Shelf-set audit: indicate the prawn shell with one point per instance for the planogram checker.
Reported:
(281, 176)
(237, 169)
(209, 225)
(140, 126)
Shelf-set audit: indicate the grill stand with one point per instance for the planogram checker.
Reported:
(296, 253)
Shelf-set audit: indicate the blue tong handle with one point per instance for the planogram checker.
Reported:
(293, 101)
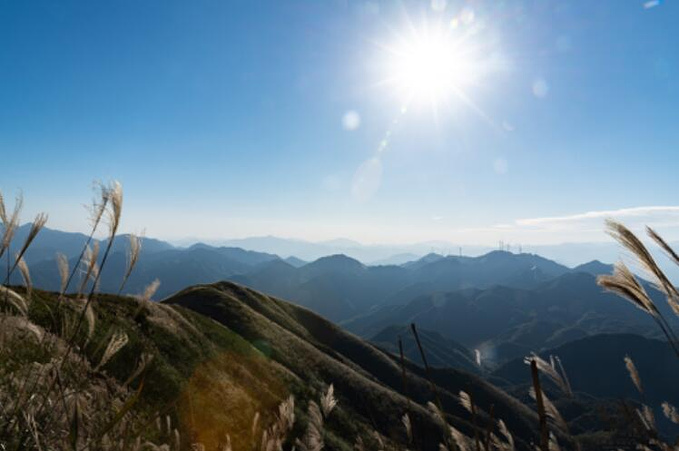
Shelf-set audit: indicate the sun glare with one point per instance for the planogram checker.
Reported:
(431, 67)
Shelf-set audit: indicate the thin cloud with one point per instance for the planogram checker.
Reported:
(667, 215)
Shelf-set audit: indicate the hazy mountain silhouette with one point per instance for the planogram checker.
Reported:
(440, 351)
(505, 322)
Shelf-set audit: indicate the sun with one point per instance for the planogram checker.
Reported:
(432, 66)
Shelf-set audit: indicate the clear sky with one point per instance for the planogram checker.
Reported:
(228, 119)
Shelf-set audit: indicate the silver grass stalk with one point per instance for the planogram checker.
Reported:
(625, 237)
(3, 210)
(549, 371)
(550, 409)
(634, 374)
(466, 401)
(14, 299)
(115, 193)
(328, 401)
(623, 283)
(509, 439)
(408, 426)
(144, 361)
(663, 244)
(670, 412)
(117, 342)
(255, 424)
(646, 417)
(91, 320)
(149, 291)
(26, 275)
(459, 439)
(91, 270)
(553, 443)
(62, 266)
(132, 258)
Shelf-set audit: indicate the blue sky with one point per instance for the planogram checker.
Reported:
(228, 119)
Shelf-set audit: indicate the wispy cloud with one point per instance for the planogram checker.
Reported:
(667, 215)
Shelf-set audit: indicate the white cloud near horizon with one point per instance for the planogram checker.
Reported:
(667, 216)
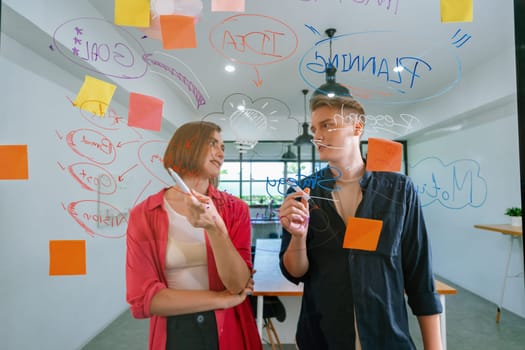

* * * * * * *

• [WHAT THE EXERCISE ASKS] When the word "Shelf" appears in a line of the listing, copy that line.

• [RESPONSE FOR THIS EXERCISE]
Shelf-set audit: indicate the prawn shell with one point per instance for the planogram checker.
Shelf-set audit: indicate the grill stand with one point per instance for the planogram checker.
Shelf-set audit: indicate the blue tong handle with one point per instance for the planogram checker.
Shelf-set audit: indicate the sun glare with one point per instance for the planogram checker.
Shelf-set audit: indicate the thin cloud with one point per instance for the planogram checker.
Shelf-set audit: indicate the hazy mountain silhouette with one point per instance for the planogram checker.
Shelf-set audit: indicate the sun with one point per instance for the planogram checker.
Shelf-set audit: indicate the clear sky with one point per instance for the planogram checker.
Shelf-set audit: indicate the silver grass stalk with one point per instance for the planogram checker.
Shelf-set audit: indicate the blue sky with one point per instance for the planogram checker.
Shelf-set audit: indicate the wispy cloud with one point per instance for the planogram checker.
Shelf-set audit: indicate the white cloud near horizon with one point per instance for the planogram checker.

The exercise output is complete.